• TASK TO COMPLETE
Exact copies of all the entries are required.

• DATA FOR THE TASK
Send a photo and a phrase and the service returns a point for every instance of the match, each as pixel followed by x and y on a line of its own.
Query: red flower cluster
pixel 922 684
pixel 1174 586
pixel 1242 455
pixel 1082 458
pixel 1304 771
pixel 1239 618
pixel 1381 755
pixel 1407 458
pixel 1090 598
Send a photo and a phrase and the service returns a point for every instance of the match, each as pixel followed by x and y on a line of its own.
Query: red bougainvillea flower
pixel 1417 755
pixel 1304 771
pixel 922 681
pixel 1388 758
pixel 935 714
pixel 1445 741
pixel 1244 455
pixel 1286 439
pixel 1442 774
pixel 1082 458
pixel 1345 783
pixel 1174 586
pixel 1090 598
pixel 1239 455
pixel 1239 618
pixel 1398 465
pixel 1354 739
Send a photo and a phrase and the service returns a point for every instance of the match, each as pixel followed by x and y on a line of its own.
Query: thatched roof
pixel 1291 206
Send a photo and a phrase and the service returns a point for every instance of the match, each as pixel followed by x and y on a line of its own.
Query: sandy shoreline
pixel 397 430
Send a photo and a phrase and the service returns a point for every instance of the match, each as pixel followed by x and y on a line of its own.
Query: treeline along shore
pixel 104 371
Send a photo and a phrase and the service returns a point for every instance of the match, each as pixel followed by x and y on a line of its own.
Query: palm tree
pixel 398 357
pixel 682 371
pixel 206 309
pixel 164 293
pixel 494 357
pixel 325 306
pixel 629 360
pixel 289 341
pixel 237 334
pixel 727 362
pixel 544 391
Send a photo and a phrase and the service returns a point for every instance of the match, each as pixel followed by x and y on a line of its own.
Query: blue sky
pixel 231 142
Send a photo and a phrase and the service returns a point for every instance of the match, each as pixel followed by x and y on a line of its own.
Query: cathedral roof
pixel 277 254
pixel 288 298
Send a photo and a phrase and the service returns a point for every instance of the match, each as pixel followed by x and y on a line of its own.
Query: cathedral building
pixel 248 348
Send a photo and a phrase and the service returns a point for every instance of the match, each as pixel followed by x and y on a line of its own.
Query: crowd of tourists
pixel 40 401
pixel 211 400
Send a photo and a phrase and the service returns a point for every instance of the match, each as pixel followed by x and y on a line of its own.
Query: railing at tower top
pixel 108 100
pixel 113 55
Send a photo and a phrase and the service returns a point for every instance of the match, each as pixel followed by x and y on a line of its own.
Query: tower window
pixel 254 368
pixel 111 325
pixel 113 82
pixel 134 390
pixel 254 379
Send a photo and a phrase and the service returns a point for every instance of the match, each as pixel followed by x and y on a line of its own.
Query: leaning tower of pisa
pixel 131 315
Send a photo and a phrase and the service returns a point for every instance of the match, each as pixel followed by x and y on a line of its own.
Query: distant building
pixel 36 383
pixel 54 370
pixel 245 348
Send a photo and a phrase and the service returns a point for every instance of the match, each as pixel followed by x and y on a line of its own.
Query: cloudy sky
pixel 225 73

• RESULT OF THIS EXERCISE
Send a photo and a phrase and the service returns a point for every instance of the match, each as pixel followed by x and y on a line of its own.
Query: red flower cluster
pixel 922 684
pixel 1174 586
pixel 1242 455
pixel 1082 458
pixel 1304 771
pixel 1239 618
pixel 1381 755
pixel 1407 458
pixel 1090 598
Send a photo and a phrase and the service returns a point for every instance of the match, each as pixel followed by x and y on a line of its own.
Query: red bougainvillea flower
pixel 1417 755
pixel 1304 771
pixel 922 681
pixel 1388 758
pixel 935 714
pixel 1445 741
pixel 1244 455
pixel 1286 439
pixel 1442 774
pixel 1082 458
pixel 1345 783
pixel 1174 586
pixel 1090 598
pixel 1239 455
pixel 1239 618
pixel 1398 465
pixel 1354 739
Send a photo and a phrase and the service returns a point for every instance of the match, each as pixel followed by x and y on a line of its own.
Query: thatched roof
pixel 1291 206
Send a photo and a phrase and the service returns a point for every instance of the match, each as pixel followed by x and y on a line of its own.
Query: sandy shoreline
pixel 397 430
Send a photo and a phrase and the service returns a point for every instance of the match, each as pixel followed by x and y on a line of its own.
Query: treeline along shore
pixel 104 371
Send a photo and a phrase and the service returns a point for every instance of the match, each as pixel followed by x and y on a line of its own.
Query: palm tree
pixel 398 357
pixel 682 371
pixel 206 309
pixel 164 293
pixel 494 357
pixel 325 306
pixel 629 360
pixel 289 341
pixel 237 334
pixel 727 362
pixel 544 391
Send a photo and a phrase and the service returns a point for every instance of the match, each as pixel followed by x and y on a line of its own.
Query: blue sky
pixel 231 142
Send a photo and a phrase and the service returns a point for every instance of the match, each as pixel followed by x and y on a line of its own.
Query: cathedral roof
pixel 277 254
pixel 288 298
Send a photo and a phrase and the service returns a point for every instance of the match, each as pixel followed by x and y on a line of its own.
Query: cathedral building
pixel 248 348
Send a photo and a phrase and the service returns a point for every instance of the match, each as pixel followed by x and y on a line of its own.
Query: crowd of tourists
pixel 40 401
pixel 211 400
Send a photo and a phrase and the service returns a point for every instance of the match, each as pixel followed by x and y on a line of its own.
Query: railing at tower top
pixel 108 100
pixel 113 55
Send a photo and a phrase and the service returns a point for every instance of the match, each as pixel followed by x and y on a line of its own.
Query: tower window
pixel 254 368
pixel 111 325
pixel 113 82
pixel 134 390
pixel 254 379
Send a photo and a phrase and the service returns a point for every instance of the match, each as pixel followed by x and y on a line of its own.
Query: leaning tower of pisa
pixel 131 315
Send a photo and a phrase and the service returns a point for every instance of the match, each as pixel followed by x and y on a line of its own.
Query: distant building
pixel 36 383
pixel 54 370
pixel 245 348
Send a photo and a phrase and the service returns a point for every instance of the match, each as pixel followed by x and y on a line of its own.
Query: cloudy sky
pixel 225 73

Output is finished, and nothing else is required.